== TASK BRIEF ==
Copy every record exactly, leaving the pictures out.

[MATERIAL FOR THIS TASK — start]

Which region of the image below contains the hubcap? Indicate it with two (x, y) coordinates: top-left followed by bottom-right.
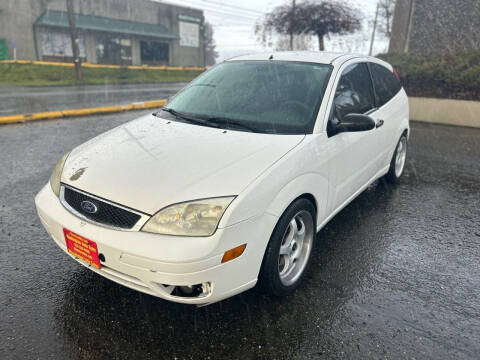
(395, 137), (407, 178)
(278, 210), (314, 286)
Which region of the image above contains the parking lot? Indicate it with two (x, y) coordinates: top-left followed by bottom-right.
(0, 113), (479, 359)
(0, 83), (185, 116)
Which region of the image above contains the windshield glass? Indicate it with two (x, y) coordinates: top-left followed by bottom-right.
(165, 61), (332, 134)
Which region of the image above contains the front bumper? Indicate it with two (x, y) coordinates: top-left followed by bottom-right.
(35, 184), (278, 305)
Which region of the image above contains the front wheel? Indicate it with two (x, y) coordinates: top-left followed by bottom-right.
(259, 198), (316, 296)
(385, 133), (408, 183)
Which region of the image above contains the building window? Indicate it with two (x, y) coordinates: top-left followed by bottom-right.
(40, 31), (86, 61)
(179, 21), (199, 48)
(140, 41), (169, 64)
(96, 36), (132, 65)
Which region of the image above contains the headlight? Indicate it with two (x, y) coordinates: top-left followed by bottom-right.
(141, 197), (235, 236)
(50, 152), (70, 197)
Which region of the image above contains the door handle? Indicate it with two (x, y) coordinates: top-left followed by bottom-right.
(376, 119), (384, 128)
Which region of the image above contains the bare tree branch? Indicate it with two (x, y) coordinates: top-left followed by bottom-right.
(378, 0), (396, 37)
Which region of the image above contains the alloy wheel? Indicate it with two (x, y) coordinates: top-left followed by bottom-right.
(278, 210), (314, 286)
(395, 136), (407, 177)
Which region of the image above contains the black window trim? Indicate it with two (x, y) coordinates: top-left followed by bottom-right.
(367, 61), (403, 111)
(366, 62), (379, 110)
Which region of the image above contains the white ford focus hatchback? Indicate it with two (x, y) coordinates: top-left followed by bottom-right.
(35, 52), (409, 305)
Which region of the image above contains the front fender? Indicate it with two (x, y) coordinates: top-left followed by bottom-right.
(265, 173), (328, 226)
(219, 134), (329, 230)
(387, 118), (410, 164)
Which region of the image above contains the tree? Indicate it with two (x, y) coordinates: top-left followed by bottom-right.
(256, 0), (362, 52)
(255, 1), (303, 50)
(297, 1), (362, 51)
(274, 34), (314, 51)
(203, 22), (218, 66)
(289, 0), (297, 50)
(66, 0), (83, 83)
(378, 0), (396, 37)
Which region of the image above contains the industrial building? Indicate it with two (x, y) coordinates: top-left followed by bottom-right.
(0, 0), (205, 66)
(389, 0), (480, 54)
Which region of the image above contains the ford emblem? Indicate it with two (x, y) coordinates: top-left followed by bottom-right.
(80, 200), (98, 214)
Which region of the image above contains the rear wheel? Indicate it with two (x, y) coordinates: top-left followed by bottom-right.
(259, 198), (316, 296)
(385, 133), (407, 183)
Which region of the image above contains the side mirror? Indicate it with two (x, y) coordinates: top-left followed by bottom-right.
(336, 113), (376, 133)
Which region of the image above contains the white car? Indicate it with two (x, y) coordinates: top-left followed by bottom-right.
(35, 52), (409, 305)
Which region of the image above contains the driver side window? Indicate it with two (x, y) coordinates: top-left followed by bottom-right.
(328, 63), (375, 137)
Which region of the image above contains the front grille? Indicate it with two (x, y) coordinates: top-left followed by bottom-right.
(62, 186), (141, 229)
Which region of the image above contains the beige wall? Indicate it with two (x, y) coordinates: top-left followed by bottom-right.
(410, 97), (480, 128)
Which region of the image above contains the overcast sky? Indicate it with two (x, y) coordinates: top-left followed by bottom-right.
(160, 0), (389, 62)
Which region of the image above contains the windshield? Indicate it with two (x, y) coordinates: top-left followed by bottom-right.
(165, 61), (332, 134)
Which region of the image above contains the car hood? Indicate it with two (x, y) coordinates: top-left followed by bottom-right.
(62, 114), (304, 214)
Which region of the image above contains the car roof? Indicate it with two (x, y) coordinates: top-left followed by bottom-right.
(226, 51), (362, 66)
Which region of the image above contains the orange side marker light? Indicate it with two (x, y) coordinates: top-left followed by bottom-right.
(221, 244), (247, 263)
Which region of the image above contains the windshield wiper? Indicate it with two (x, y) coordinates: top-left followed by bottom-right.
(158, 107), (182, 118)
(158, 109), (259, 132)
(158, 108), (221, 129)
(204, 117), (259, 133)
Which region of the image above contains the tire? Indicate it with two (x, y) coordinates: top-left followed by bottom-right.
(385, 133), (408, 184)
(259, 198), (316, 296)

[MATERIAL FOR THIS TASK — finish]

== WRITTEN SOLUTION ==
Which region of the image below contains the hubcap? Indicate it with two (x, y) coordinates: top-left followed by bottom-right.
(395, 137), (407, 178)
(278, 210), (314, 286)
Which region of the image above contains the parking lot? Indicate it with two (x, y) coordinates: top-left followed by bottom-right.
(0, 113), (479, 359)
(0, 83), (185, 116)
Which region of the image above contains the windshield glass? Indicate it with two (x, y) coordinates: top-left followed by bottom-right.
(165, 61), (332, 134)
Which region of the image above contains the front bumper? Indicate it with two (x, y) coordinates: top-left followed by bottom-right.
(35, 184), (278, 305)
Which region of the image above contains the front wheel? Indicate it with two (x, y) coordinates: top-left followed by bottom-right.
(259, 198), (316, 296)
(385, 133), (408, 183)
Which region of the image above contains the building window? Indicate it with two (x, y) coordinates: top-left followed by bottom-right.
(40, 31), (86, 61)
(179, 21), (199, 48)
(140, 41), (169, 64)
(96, 36), (132, 65)
Which region of the image above contains the headlight? Indicate it with two (x, y) coordinates: top-left followed by bottom-right.
(141, 197), (235, 236)
(50, 152), (70, 197)
Which region of the image above contains the door handle? Indicate it with two (x, y) coordinates: top-left followed by bottom-right.
(376, 119), (384, 128)
Which region of the image above contains the bare tree branch? Indicate it with two (x, y) coordinates: top-left followed by bottom-right.
(378, 0), (396, 37)
Which region of the image above contains the alloy wheel? Indicate it with two (x, y) coordinates: top-left followed by bottom-right.
(278, 210), (314, 286)
(395, 136), (407, 177)
Which region of the image above contains the black window trim? Indicate it with two (x, y) coordinates: top-left followed by bottom-right.
(367, 61), (403, 111)
(366, 62), (379, 110)
Which region of the image above contains the white ford focus hatchback? Indicate it with two (x, y) coordinates: top-left followed by bottom-right.
(35, 52), (409, 305)
Which region of the image above contains the front fender? Indicate it with two (x, y) coordinates: top-left followed by bottom-right.
(265, 173), (328, 226)
(219, 134), (329, 230)
(387, 118), (410, 164)
Which region of the image above contains the tree? Indicate it with two (x, y) coordinates: top-left followed by bottom-right.
(256, 0), (362, 52)
(255, 1), (303, 50)
(297, 1), (362, 51)
(274, 34), (314, 51)
(203, 22), (218, 66)
(289, 0), (297, 50)
(66, 0), (83, 83)
(378, 0), (396, 37)
Which region of the image above contains the industrial building? Indicate it with two (x, y) coordinates: top-left followed by bottom-right.
(0, 0), (205, 66)
(389, 0), (480, 54)
Which region of the image above contains the ford emblem? Indicate it with two (x, y) coordinates: top-left followed by bottom-right.
(80, 200), (98, 214)
Which region of the image above contains the rear wheel? Indicate it with two (x, y) coordinates: top-left followed by bottom-right.
(259, 198), (316, 296)
(385, 133), (407, 183)
Which region of the image above contains the side mirror? Indicate it with two (x, y) coordinates: top-left followed by bottom-right.
(336, 113), (376, 133)
Which region of the image above contains the white car? Indicate it with two (x, y) coordinates: top-left followed by bottom-right.
(35, 52), (409, 305)
Which region of the image above contains the driver side window? Indicate it with two (x, y) coordinates: top-left followed by bottom-right.
(328, 63), (375, 137)
Which region of the image above contains the front grille? Indicate it with two (x, y) coordinates: top-left followed by bottom-right.
(62, 186), (141, 229)
Which region of the image above contains the beige wall? Indicate it with two (x, y) coordinates: top-left followed by bottom-right.
(410, 97), (480, 128)
Which region of the image above contains the overcast sky? Indicate it with two (x, y) coordinates: top-left followed by bottom-right.
(160, 0), (389, 62)
Which region of the image above contains the windshield? Indicate it with two (x, y) coordinates: top-left followed by bottom-right.
(165, 61), (332, 134)
Which region of the image above contains the car hood? Indicate it with two (x, y) coordinates: top-left followed by bottom-right.
(62, 114), (304, 214)
Which region of the image above contains the car roof? Indicate it with two (x, y) coordinates: top-left followed by bottom-right.
(226, 51), (362, 66)
Which region of the image above contains the orange side marker light? Indicate it with two (x, y) coordinates: top-left followed by bottom-right.
(221, 244), (247, 263)
Which region of the image above contains the windshield wiper? Indicate it with two (x, y) coordinates: top-left followed by bottom-right.
(158, 107), (182, 118)
(158, 109), (259, 132)
(158, 108), (221, 129)
(204, 117), (259, 133)
Which region of the image above contains the tire? Indicate it with two (x, y) coordinates: top-left followed by bottom-right.
(385, 133), (408, 184)
(259, 198), (316, 296)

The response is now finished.